Chatbot are examples of Weak AI. Current generation of chatbot can be thought of smart dialog systems driven through techniques like NLP and fixed conversation flows.
Out of the box, a chatbot doesn’t understand any domain. We need to train the chatbot to understand the domain. Also, based on the complexity of the domain, you would incrementally train and add subdomains. For instance, a chatbot helping you book a cab is an example of fixed domain, while a chatbot helping assisting doctors for cancer treatment would be trained on various types of cancer incrementally. As mentioned in the shopping advisor example, understanding the meaning of the same word in different context is difficult for the current generation of NLP implementation to resolve and you need to rely on custom techniques to handle such conditions.
Now, let’s look at some marketing gimmicks around AI chatbots –
- INGEST AND KNOW IT ALL chatbots – These are chatbots being marketed where you can ingest millions of documents, like medical literature and can ask questions, which can provide expert assistance like diagnosis of diseases. Such kinds of systems unless trained appropriately will never provide desired accuracy.
By appropriately, I mean it can take years to train these systems. The fundamental problem with these systems is that, they still don’t understand the complete language and complexity of the domain. You typically end up with custom domain adoptions and infinity language rules, which is definitely not smart enough to manage in longer run. The predictions of such systems are usually not accurate.
● ● ● ● ● ● ●
Problems to work on -
1 > Quote the chatbot article from "Now, let’s look" to "usually not accurate.".
2 > Extend the chatbot article from the point where it stops.
● ● ● ● ● ● ●
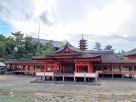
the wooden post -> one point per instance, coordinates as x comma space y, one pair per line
84, 78
74, 79
63, 78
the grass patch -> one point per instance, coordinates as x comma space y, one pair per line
15, 99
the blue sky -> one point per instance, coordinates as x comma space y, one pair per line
6, 28
105, 21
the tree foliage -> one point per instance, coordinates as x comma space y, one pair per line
17, 45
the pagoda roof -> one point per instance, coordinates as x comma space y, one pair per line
68, 45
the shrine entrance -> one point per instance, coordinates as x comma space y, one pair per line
67, 68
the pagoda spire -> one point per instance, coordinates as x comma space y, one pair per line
83, 43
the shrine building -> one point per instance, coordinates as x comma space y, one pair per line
71, 63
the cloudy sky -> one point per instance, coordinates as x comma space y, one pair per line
106, 21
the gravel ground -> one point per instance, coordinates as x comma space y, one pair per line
108, 91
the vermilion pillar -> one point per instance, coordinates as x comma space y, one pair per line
90, 68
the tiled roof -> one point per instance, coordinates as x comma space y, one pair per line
132, 52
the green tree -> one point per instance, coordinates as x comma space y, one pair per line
97, 46
19, 49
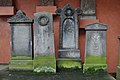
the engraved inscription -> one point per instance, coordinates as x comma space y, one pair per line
68, 34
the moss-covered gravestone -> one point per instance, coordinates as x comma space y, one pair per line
44, 53
118, 67
69, 53
95, 51
21, 42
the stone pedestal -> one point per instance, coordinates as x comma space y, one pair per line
118, 67
21, 42
95, 50
44, 53
69, 53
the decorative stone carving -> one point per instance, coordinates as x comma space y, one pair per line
88, 8
46, 2
95, 50
68, 35
6, 2
21, 42
44, 52
118, 67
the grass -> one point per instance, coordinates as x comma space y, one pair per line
45, 64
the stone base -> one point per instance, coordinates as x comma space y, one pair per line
21, 65
118, 72
95, 68
69, 53
44, 64
69, 64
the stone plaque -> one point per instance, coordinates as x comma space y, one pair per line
68, 33
46, 2
95, 50
88, 8
118, 67
21, 42
6, 2
44, 42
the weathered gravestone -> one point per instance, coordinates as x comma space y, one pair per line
6, 2
88, 8
95, 50
118, 67
46, 2
44, 53
21, 42
69, 54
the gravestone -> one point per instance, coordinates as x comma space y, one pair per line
46, 2
69, 53
88, 8
95, 50
6, 2
21, 42
118, 67
44, 53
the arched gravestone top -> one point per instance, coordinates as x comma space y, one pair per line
20, 17
96, 27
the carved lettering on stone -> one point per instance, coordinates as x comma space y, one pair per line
46, 2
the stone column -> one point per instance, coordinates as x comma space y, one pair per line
69, 53
118, 67
21, 42
95, 51
88, 7
44, 52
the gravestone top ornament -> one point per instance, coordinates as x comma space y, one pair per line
68, 10
68, 46
20, 17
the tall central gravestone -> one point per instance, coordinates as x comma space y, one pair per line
95, 50
69, 54
44, 53
21, 42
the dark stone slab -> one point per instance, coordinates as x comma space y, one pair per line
44, 53
46, 2
21, 42
6, 2
68, 33
88, 7
95, 50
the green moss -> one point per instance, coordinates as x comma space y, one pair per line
44, 64
21, 65
21, 58
67, 63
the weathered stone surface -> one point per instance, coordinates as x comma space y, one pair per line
88, 8
118, 67
95, 50
46, 2
6, 2
21, 41
68, 33
44, 42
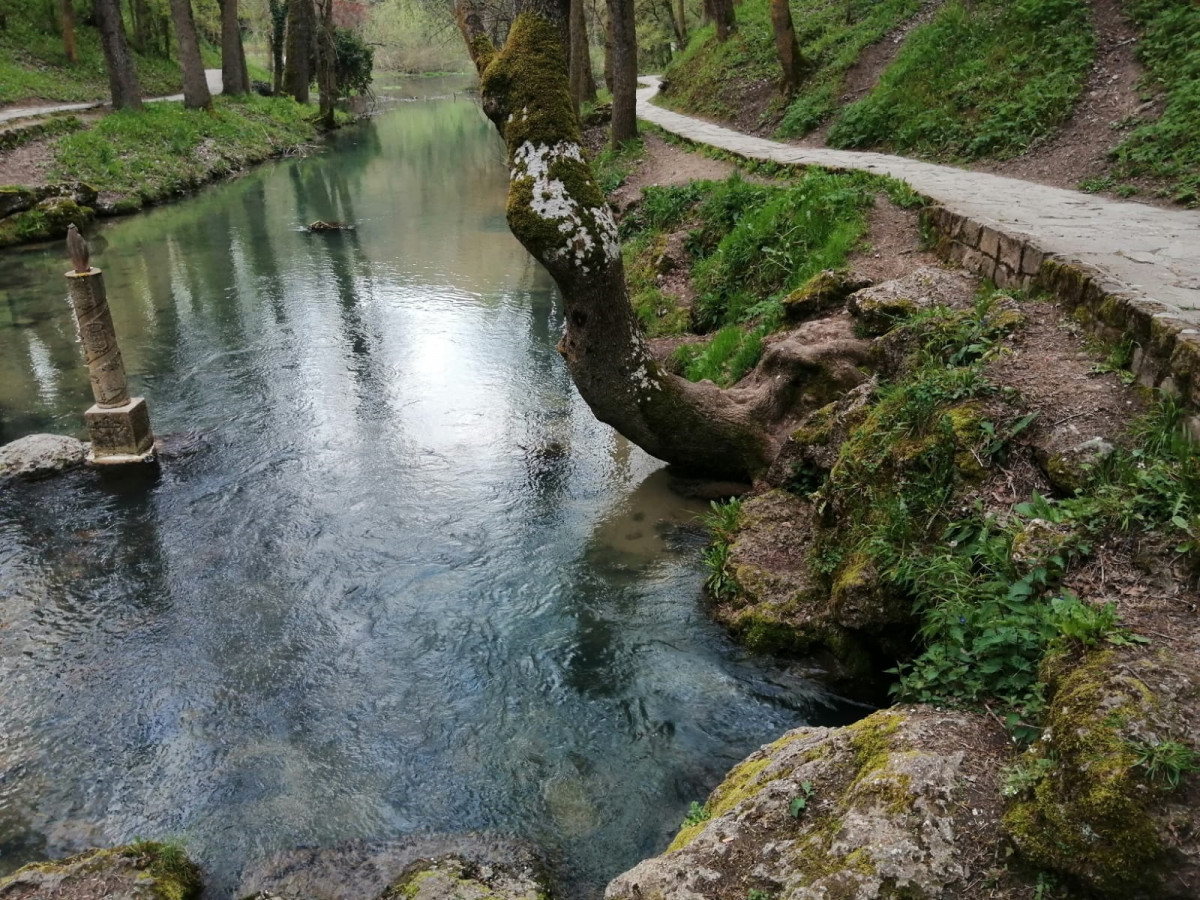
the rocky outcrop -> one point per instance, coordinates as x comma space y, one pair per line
139, 871
41, 455
903, 804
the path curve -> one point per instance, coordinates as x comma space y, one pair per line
1149, 252
10, 114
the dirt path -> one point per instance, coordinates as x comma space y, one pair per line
1150, 253
12, 113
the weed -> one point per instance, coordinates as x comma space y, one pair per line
696, 815
1165, 762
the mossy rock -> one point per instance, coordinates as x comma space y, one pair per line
868, 810
823, 292
1097, 814
48, 220
145, 870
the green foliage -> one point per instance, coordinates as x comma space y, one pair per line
354, 64
801, 802
1170, 147
1165, 762
34, 64
987, 81
154, 153
697, 814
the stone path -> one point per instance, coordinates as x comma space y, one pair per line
9, 114
1149, 252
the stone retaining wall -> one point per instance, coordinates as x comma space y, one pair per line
1165, 352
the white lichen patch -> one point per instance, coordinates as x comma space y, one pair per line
585, 228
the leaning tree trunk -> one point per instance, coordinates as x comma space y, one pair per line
279, 28
624, 71
327, 65
234, 75
583, 88
67, 15
196, 85
786, 46
297, 73
123, 77
558, 213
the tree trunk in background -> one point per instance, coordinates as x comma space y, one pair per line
67, 15
196, 85
297, 73
624, 71
123, 77
583, 87
720, 12
234, 76
279, 29
559, 215
786, 46
327, 65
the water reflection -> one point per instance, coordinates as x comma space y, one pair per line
408, 582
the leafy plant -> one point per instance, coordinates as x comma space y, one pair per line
1167, 761
801, 802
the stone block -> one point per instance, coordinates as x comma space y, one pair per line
120, 433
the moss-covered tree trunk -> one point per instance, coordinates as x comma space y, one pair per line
234, 75
624, 71
298, 72
786, 46
558, 213
196, 84
123, 78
● ● ● ● ● ● ●
Exercise responses -
1 >
Now, let’s look at some marketing gimmicks around AI chatbots –
- INGEST AND KNOW IT ALL chatbots – These are chatbots being marketed where you can ingest millions of documents, like medical literature and can ask questions, which can provide expert assistance like diagnosis of diseases. Such kinds of systems unless trained appropriately will never provide desired accuracy.
By appropriately, I mean it can take years to train these systems. The fundamental problem with these systems is that, they still don’t understand the complete language and complexity of the domain. You typically end up with custom domain adoptions and infinity language rules, which is definitely not smart enough to manage in longer run. The predictions of such systems are usually not accurate.

2 >
- Self learning chatbots – How often you have heard this terminology called self learning chatbots. This again is a misconception, where chatbots learns on its own. You have to train chatbot on what you what the chatbot to learn. Usually you would capture the user behavior details through their interaction with the chatbot application. This would include capturing user analytics information like capturing his likes or dislikes in some way, either through explicit or implicit means. Explicit information can be a user rating a product and implicit can be the time a user spent looking at a response.
Once you know the user well and have its data, its becomes a recommendation problem on what you want to recommend to the user. So, you end you building a recommendation algorithm to recommend something. For instance, for a fintech application, this would mean recommending similar stocks based on what stock he views regularly or his portfolio.
Different domain and use cases, would need different recommendation algorithms and that needs to be developed as part of the chatbot. However, the learning is boxed, for instance if you have a chatbot which assist you in booking restaurants, it can recommend you similar restaurants, but it can’t recommend your places to stay, it only knows about your restaurants taste.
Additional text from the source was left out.